Supplied data »
════════════════════

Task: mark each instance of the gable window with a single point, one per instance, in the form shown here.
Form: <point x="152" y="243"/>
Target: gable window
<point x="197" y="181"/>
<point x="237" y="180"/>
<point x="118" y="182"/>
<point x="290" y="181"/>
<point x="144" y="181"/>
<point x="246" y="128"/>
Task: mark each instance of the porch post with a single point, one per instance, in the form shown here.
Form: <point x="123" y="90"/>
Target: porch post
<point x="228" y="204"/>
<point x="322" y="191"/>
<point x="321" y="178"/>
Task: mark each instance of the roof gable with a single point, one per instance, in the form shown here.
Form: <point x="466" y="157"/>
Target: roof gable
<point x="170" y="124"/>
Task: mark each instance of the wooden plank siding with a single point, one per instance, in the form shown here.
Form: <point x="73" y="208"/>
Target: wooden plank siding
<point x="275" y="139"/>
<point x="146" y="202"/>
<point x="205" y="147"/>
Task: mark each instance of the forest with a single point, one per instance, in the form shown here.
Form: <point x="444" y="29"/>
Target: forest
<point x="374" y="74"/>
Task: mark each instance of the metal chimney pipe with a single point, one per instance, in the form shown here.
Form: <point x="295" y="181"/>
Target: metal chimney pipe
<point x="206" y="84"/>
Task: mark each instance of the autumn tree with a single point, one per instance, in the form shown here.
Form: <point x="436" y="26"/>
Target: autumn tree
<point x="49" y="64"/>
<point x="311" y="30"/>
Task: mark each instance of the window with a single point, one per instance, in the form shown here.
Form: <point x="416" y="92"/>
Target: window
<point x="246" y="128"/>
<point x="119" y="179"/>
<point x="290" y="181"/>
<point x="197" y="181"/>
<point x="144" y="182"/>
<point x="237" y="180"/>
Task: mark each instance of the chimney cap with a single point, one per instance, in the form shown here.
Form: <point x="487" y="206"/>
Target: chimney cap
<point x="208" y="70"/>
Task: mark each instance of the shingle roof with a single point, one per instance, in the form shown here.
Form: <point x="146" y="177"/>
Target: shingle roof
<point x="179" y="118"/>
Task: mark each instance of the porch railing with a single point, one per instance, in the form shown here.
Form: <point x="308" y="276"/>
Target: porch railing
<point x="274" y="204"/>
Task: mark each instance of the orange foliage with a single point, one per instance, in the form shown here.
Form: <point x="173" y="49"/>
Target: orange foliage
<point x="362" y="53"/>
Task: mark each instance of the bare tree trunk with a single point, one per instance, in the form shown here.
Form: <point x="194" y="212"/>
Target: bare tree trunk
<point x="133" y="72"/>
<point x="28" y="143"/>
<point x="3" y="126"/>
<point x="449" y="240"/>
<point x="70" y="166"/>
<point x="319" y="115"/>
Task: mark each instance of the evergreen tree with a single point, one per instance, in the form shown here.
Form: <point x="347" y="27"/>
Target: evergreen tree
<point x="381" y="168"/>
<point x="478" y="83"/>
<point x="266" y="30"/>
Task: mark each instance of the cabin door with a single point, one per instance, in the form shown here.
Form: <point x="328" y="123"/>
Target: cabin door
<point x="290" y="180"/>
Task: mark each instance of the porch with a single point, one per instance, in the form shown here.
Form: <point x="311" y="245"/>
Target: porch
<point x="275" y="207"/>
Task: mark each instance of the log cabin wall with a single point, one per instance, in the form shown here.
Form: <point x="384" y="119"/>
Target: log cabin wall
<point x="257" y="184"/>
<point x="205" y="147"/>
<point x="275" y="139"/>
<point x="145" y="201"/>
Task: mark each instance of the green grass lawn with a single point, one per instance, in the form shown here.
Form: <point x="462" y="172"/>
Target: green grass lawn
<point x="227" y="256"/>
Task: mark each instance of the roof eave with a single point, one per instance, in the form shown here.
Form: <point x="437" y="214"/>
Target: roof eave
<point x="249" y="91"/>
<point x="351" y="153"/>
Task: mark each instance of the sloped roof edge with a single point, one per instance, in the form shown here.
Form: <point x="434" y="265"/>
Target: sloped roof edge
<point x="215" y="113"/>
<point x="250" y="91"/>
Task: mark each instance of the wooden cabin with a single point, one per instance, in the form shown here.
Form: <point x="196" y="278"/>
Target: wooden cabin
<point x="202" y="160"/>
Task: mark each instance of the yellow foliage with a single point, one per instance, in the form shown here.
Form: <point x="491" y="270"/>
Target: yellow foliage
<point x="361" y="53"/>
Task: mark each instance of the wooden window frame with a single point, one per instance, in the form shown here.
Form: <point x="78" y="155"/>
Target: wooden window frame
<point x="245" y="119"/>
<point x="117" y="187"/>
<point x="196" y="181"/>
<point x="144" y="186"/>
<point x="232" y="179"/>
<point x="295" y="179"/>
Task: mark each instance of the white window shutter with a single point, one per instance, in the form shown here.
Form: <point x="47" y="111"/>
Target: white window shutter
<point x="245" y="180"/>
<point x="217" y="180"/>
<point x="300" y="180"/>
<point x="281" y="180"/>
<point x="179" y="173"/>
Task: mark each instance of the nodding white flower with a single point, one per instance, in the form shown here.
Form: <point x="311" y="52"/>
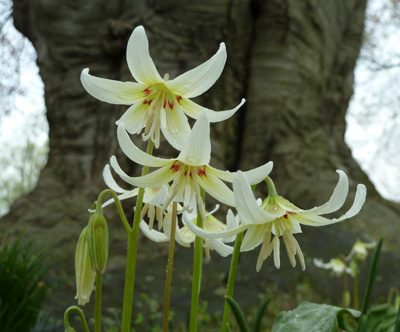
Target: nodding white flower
<point x="279" y="217"/>
<point x="184" y="236"/>
<point x="159" y="103"/>
<point x="153" y="199"/>
<point x="360" y="251"/>
<point x="337" y="266"/>
<point x="189" y="172"/>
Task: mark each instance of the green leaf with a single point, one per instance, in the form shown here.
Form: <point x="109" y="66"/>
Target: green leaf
<point x="382" y="318"/>
<point x="311" y="317"/>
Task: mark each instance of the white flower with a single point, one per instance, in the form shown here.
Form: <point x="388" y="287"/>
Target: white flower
<point x="189" y="172"/>
<point x="184" y="236"/>
<point x="159" y="103"/>
<point x="360" y="251"/>
<point x="278" y="216"/>
<point x="153" y="199"/>
<point x="337" y="266"/>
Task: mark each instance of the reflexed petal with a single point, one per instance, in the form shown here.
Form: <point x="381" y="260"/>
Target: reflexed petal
<point x="152" y="234"/>
<point x="198" y="80"/>
<point x="221" y="248"/>
<point x="177" y="130"/>
<point x="254" y="236"/>
<point x="197" y="149"/>
<point x="216" y="188"/>
<point x="249" y="211"/>
<point x="134" y="153"/>
<point x="139" y="61"/>
<point x="110" y="182"/>
<point x="134" y="118"/>
<point x="311" y="219"/>
<point x="194" y="110"/>
<point x="253" y="176"/>
<point x="126" y="195"/>
<point x="213" y="235"/>
<point x="337" y="199"/>
<point x="153" y="179"/>
<point x="110" y="91"/>
<point x="158" y="199"/>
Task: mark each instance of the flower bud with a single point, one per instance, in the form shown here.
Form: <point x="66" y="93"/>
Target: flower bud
<point x="70" y="329"/>
<point x="97" y="238"/>
<point x="83" y="270"/>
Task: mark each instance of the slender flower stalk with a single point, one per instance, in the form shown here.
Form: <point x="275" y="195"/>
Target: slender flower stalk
<point x="118" y="206"/>
<point x="231" y="282"/>
<point x="97" y="310"/>
<point x="197" y="272"/>
<point x="169" y="267"/>
<point x="81" y="316"/>
<point x="133" y="235"/>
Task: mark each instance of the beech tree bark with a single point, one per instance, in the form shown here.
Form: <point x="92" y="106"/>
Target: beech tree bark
<point x="292" y="60"/>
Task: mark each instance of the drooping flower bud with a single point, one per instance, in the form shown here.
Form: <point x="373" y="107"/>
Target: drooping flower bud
<point x="97" y="238"/>
<point x="83" y="270"/>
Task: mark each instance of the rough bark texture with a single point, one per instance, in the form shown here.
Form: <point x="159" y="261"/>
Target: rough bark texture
<point x="292" y="60"/>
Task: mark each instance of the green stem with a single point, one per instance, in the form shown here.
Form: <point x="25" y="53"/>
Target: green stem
<point x="97" y="309"/>
<point x="169" y="268"/>
<point x="231" y="281"/>
<point x="397" y="325"/>
<point x="371" y="278"/>
<point x="81" y="315"/>
<point x="133" y="235"/>
<point x="197" y="271"/>
<point x="118" y="206"/>
<point x="355" y="292"/>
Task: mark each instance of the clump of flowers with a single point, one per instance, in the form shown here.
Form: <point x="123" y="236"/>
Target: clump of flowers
<point x="172" y="194"/>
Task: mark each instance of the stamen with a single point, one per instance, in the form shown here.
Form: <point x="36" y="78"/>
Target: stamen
<point x="266" y="245"/>
<point x="144" y="210"/>
<point x="300" y="253"/>
<point x="163" y="118"/>
<point x="277" y="260"/>
<point x="289" y="248"/>
<point x="151" y="215"/>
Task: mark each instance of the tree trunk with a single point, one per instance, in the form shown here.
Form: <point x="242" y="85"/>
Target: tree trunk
<point x="292" y="60"/>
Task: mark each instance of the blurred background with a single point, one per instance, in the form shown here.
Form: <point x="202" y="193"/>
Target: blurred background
<point x="321" y="79"/>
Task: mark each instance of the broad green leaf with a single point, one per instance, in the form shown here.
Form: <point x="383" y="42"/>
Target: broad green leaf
<point x="382" y="318"/>
<point x="311" y="317"/>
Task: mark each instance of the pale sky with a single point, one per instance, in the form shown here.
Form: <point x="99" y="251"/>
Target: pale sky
<point x="373" y="106"/>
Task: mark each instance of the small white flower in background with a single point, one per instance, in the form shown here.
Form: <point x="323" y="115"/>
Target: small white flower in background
<point x="360" y="250"/>
<point x="337" y="266"/>
<point x="278" y="216"/>
<point x="189" y="172"/>
<point x="159" y="103"/>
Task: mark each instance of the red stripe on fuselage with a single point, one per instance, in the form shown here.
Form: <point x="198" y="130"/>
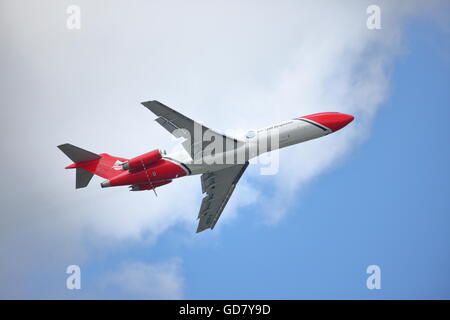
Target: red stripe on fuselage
<point x="160" y="170"/>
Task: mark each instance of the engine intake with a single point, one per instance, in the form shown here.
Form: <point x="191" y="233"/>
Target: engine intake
<point x="143" y="161"/>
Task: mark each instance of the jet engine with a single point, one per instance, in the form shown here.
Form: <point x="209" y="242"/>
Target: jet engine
<point x="143" y="161"/>
<point x="149" y="186"/>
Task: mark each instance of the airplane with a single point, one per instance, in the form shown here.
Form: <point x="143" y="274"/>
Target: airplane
<point x="220" y="167"/>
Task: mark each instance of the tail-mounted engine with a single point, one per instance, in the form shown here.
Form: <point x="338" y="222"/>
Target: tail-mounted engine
<point x="143" y="161"/>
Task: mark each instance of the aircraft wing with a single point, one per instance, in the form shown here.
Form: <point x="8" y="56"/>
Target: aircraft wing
<point x="218" y="185"/>
<point x="181" y="126"/>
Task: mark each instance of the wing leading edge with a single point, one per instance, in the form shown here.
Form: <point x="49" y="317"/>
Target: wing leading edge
<point x="218" y="185"/>
<point x="182" y="127"/>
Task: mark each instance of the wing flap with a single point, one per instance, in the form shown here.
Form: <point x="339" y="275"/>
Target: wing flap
<point x="219" y="186"/>
<point x="182" y="127"/>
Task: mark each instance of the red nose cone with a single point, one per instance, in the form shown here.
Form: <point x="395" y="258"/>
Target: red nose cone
<point x="332" y="120"/>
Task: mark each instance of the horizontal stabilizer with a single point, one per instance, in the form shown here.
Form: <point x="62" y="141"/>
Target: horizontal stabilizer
<point x="83" y="178"/>
<point x="77" y="154"/>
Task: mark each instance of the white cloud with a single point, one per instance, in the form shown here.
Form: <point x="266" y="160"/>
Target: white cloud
<point x="212" y="60"/>
<point x="137" y="280"/>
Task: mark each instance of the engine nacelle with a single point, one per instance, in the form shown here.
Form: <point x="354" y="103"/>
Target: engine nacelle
<point x="143" y="161"/>
<point x="149" y="186"/>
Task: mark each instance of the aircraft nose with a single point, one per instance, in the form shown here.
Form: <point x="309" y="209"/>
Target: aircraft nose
<point x="332" y="120"/>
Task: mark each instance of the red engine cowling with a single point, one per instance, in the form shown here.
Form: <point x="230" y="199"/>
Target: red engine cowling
<point x="149" y="186"/>
<point x="143" y="161"/>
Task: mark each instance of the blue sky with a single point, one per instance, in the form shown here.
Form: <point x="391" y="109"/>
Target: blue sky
<point x="383" y="201"/>
<point x="386" y="204"/>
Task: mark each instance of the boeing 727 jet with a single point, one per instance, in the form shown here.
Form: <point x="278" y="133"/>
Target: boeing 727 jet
<point x="219" y="159"/>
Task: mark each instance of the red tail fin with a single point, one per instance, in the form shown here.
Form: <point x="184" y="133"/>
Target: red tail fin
<point x="88" y="163"/>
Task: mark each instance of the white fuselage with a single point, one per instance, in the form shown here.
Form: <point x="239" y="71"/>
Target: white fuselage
<point x="255" y="143"/>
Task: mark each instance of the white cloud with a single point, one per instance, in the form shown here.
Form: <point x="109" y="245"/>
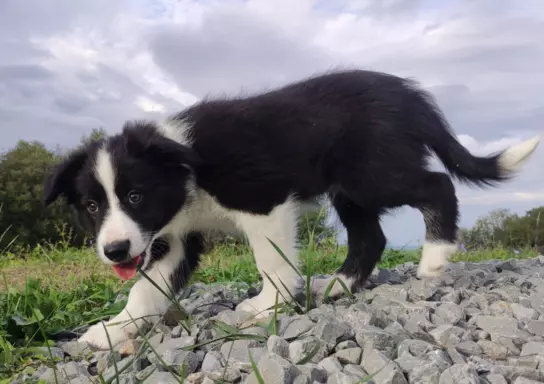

════════════════════

Count the lines in the material above that contain the string "chimney", and give only that number.

Output for this exercise » 4